■ Exercise requirements
Return each line of the entries below that contains the string "ground".

■ Data to use
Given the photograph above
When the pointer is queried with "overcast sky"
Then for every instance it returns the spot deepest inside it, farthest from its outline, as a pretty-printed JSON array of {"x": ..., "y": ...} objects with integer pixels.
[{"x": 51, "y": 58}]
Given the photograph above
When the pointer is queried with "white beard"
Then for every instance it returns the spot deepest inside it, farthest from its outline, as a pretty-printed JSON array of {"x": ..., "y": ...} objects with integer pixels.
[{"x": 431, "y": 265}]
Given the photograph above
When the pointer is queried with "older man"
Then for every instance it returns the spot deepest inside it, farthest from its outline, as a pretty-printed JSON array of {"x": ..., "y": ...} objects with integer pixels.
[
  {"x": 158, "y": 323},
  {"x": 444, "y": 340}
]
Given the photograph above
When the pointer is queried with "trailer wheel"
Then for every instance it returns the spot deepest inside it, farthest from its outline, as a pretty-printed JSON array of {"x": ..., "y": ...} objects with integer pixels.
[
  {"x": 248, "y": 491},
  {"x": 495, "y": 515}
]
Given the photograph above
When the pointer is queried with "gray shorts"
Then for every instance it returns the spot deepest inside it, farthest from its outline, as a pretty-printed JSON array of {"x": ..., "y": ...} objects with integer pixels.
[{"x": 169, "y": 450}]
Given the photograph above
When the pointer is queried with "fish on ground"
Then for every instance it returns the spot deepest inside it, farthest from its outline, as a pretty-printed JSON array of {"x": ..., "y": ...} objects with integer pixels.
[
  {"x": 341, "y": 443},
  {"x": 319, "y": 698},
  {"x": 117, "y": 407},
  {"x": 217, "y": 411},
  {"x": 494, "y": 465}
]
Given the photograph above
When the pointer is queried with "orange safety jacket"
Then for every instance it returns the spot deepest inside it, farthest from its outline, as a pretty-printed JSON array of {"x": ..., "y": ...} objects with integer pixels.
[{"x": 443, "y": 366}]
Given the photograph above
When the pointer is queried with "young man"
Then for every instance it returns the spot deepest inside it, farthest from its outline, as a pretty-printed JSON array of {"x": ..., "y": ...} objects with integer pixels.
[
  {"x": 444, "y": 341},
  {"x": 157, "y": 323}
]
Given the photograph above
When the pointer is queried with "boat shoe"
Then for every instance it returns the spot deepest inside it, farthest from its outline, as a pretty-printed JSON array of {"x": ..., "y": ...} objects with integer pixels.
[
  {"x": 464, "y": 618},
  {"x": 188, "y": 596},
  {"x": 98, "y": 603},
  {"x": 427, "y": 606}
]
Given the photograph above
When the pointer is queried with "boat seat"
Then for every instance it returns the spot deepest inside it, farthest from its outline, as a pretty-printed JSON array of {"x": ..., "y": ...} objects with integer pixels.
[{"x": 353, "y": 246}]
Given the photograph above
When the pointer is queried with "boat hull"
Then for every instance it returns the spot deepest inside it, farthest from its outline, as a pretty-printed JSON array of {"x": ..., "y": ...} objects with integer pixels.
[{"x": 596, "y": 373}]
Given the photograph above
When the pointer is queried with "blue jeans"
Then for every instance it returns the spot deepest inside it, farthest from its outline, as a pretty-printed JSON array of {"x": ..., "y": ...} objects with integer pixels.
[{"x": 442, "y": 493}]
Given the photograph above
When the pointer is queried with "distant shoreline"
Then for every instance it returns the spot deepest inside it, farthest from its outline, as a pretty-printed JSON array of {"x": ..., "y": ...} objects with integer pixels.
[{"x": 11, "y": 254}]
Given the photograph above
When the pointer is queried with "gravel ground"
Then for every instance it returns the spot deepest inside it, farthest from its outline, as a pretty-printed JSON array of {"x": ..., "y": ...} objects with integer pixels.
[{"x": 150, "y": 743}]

■ Answer to the problem
When the pointer is queried with "fish on ground"
When the pointer is queried with "gravel ground"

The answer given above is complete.